# Task prompt:
Reproduce every one of the following lines without any change.

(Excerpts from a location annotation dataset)
────────────────
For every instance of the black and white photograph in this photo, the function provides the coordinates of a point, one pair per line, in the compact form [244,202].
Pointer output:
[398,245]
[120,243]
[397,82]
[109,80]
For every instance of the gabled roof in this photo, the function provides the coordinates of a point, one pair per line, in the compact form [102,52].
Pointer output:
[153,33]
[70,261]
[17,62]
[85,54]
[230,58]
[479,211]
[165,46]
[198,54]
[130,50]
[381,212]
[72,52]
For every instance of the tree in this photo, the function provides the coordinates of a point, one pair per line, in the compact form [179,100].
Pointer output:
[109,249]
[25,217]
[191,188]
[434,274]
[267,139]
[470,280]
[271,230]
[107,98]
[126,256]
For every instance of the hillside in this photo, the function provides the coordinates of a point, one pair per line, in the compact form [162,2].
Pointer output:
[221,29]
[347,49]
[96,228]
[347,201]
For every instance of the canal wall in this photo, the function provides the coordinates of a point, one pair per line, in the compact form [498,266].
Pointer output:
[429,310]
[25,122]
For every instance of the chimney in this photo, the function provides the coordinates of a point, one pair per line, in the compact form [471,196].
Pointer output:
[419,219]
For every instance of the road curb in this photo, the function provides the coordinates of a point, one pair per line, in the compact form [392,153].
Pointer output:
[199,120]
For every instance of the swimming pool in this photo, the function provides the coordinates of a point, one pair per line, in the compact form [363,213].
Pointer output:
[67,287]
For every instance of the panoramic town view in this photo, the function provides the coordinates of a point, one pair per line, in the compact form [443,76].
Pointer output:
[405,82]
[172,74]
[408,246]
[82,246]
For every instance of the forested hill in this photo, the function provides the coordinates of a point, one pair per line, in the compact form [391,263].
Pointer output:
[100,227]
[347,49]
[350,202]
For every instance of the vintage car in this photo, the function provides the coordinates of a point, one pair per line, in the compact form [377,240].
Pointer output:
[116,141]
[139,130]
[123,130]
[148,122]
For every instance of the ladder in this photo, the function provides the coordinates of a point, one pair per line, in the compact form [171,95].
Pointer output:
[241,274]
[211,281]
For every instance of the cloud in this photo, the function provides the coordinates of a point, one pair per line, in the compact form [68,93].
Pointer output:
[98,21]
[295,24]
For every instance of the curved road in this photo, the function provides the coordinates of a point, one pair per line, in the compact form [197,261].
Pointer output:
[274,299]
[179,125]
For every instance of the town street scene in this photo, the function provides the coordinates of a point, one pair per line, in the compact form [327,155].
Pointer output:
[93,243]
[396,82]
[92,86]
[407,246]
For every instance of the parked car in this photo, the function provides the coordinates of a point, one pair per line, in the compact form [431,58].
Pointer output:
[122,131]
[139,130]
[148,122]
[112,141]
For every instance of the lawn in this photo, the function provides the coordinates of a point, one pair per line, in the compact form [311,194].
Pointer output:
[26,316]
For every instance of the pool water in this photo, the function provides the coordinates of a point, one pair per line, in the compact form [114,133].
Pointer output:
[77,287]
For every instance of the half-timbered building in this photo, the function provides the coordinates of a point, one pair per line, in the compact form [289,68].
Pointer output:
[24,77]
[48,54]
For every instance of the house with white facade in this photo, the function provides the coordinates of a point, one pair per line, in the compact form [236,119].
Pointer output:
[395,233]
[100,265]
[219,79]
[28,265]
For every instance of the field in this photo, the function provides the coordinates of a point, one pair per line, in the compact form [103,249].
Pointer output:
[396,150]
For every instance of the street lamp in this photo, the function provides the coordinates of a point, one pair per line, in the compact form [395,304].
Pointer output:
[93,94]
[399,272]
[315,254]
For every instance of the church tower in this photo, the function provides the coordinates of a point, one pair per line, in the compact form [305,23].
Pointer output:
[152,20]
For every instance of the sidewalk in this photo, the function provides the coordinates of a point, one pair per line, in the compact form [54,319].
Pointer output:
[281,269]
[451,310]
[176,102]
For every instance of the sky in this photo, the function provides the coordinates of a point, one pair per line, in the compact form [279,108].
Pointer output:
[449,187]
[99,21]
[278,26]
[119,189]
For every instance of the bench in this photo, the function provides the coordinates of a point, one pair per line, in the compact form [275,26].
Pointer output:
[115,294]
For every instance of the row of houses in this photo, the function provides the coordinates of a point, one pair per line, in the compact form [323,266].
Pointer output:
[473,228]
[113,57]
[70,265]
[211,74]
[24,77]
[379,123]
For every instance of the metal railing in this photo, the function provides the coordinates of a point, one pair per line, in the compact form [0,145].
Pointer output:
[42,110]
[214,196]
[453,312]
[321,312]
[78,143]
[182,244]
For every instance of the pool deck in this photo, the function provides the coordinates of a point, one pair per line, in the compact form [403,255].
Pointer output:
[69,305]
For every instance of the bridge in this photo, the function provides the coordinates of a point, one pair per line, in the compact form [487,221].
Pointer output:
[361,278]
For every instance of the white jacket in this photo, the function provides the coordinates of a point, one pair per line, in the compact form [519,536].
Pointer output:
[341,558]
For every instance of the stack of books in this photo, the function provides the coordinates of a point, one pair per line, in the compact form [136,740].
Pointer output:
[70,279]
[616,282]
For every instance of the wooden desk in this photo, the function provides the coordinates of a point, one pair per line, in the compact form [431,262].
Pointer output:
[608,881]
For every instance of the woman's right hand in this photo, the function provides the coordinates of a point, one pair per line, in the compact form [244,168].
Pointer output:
────────────────
# Solved problem:
For every instance of the black and white photograph in this photo, the function provides the coordinates of a point, one pair per line, in the compact form [244,202].
Pointer output:
[398,245]
[120,243]
[397,82]
[109,80]
For every instance of the gabled roof in this photo, the function provides the coordinates of a point, one pair per line, in the compact form [102,52].
Pointer output:
[153,33]
[70,261]
[17,62]
[85,54]
[230,58]
[479,211]
[165,46]
[198,54]
[130,50]
[381,212]
[72,52]
For every instance of the tree in this photo, the function provides the coordinates of a point, one pair per line, in the compact form [179,100].
Pointer output:
[109,249]
[25,217]
[191,188]
[434,274]
[267,139]
[470,280]
[271,230]
[107,98]
[126,256]
For every instance of the hillside in this photo, the function provides the coordinates of a point, one pair per line, in the compact form [162,2].
Pointer output:
[221,29]
[347,49]
[96,228]
[347,201]
For every instance of the canal wall in this photo, the function provides the coordinates of a point, one pair per line, in the compact form [498,266].
Pointer output:
[429,310]
[25,122]
For every instance of the chimney in this photo, the function provides the coordinates of a point, one pair per line, in the compact form [471,196].
Pointer output:
[419,219]
For every instance of the road curb in this photo, the function provides the coordinates of a point, one pair per line, in the compact form [392,153].
Pointer output:
[199,120]
For every instance of the swimming pool in this photo, the function provides the coordinates of a point, one pair per line, in the compact form [363,213].
Pointer output:
[67,287]
For every instance of the panoramic town view in this photo, the function provides the coordinates of a point, one pair per line, in the compact form [443,76].
Pointer output:
[405,82]
[172,74]
[408,246]
[82,246]
For every instance of the forested hill in this photo, the function provides the coordinates of a point, one pair per line, in the compact form [391,263].
Pointer output:
[100,227]
[347,49]
[350,202]
For every instance of the vintage car in this photo, the function provides the coordinates of a point, one pair per line, in the compact form [377,240].
Pointer output:
[116,141]
[139,130]
[123,130]
[148,122]
For every instance of the ladder in this photo, the function provides the coordinates of a point, one pair per line, in the compact form [171,95].
Pointer output:
[241,274]
[211,281]
For every instance of the cloud in this photo, the function provides the coordinates of a point, one pair per line, in the compact form [68,93].
Pointer output:
[98,21]
[295,24]
For every instance of the curved road in this photo, the function provides the coordinates of a point, one pair per line, in the compact form [197,261].
Pointer output:
[274,299]
[179,125]
For every instance of the town street scene in this photo, the function provides the coordinates of a point, one pair per line, in the compact form [327,155].
Pointer output:
[93,243]
[396,82]
[92,86]
[407,246]
For every instance of the parked car in this photo, the function provides the coordinates of a point, one pair per line, in the compact form [431,58].
Pointer output:
[122,131]
[139,130]
[148,122]
[112,141]
For every instance of the lawn in this photo, the function provides the coordinates of a point, one pair per line, in the compact form [311,194].
Pointer output:
[26,316]
For every instance of the pool water in this photo, the function provides the coordinates of a point, one pair per line, in the compact form [114,133].
Pointer output:
[77,287]
For every instance of the half-timbered building in this photo, the function provides the coordinates of a point, one pair per line, in the compact form [289,68].
Pointer output:
[24,77]
[48,54]
For every instance of the house with white facade in this photo, the function provides the coordinates of a point, one pair per line, in the compact form [236,119].
Pointer output:
[395,233]
[100,265]
[219,79]
[28,265]
For every instance of the field in this photo, the function provides the coordinates of a point, one pair per line, in the compact form [103,249].
Pointer output:
[396,150]
For every instance of the street lamp in this photo, the function provides the coordinates of a point, one pair per line, in the compact form [395,304].
Pointer output:
[93,94]
[399,272]
[315,254]
For every instance of the church tower in this photo, the function provides the coordinates of a point, one pair per line, in the compact form [305,23].
Pointer output:
[152,20]
For every instance of the sidewalk in this photo, the function provides the coordinates of a point, one pair per line, in the compact form [54,319].
Pointer output:
[281,269]
[451,310]
[176,102]
For every instance of the sky in this photo, the function provides the coordinates of a point, one pair per line, in the compact form [279,108].
Pointer output:
[449,187]
[99,21]
[278,26]
[119,189]
For every instance of the bench in this photo, the function provides the coordinates of a point, one pair per line, in the compact form [275,26].
Pointer output:
[115,294]
For every instance of the row of houses in this photo, the function provides the coordinates of a point, one pair per line, in the compact form [323,266].
Pointer output:
[473,228]
[113,57]
[70,265]
[211,74]
[24,77]
[379,123]
For every instance of the metal railing in this photo, the function provides the coordinates of a point, one pair per line, in the compact form [0,145].
Pointer output:
[42,110]
[214,196]
[453,312]
[321,312]
[78,143]
[182,244]
For every instance of the pool deck in this photo, the function provides the coordinates of a point, one pair per line, in the compact form [403,255].
Pointer output:
[69,305]
For every instance of the bridge in this photo, the function provides the coordinates of a point, one pair per line, in the compact form [487,221].
Pointer output:
[361,278]
For every instance of the white jacket in this photo, the function provides the coordinates of a point, one pair per line, in the compact form [519,536].
Pointer output:
[341,558]
For every instance of the stack of books in this photo, the function provides the coordinates of a point, one pair per line, in the compact form [136,740].
Pointer output:
[70,279]
[616,282]
For every instance of the wooden desk in this photo, the function provides the coordinates of a point, one pair per line, in the compact form [431,262].
Pointer output:
[608,881]
For every instance of the woman's right hand in this photo, the function provides the coordinates of a point, one pair per line, in the compact form [244,168].
Pointer output:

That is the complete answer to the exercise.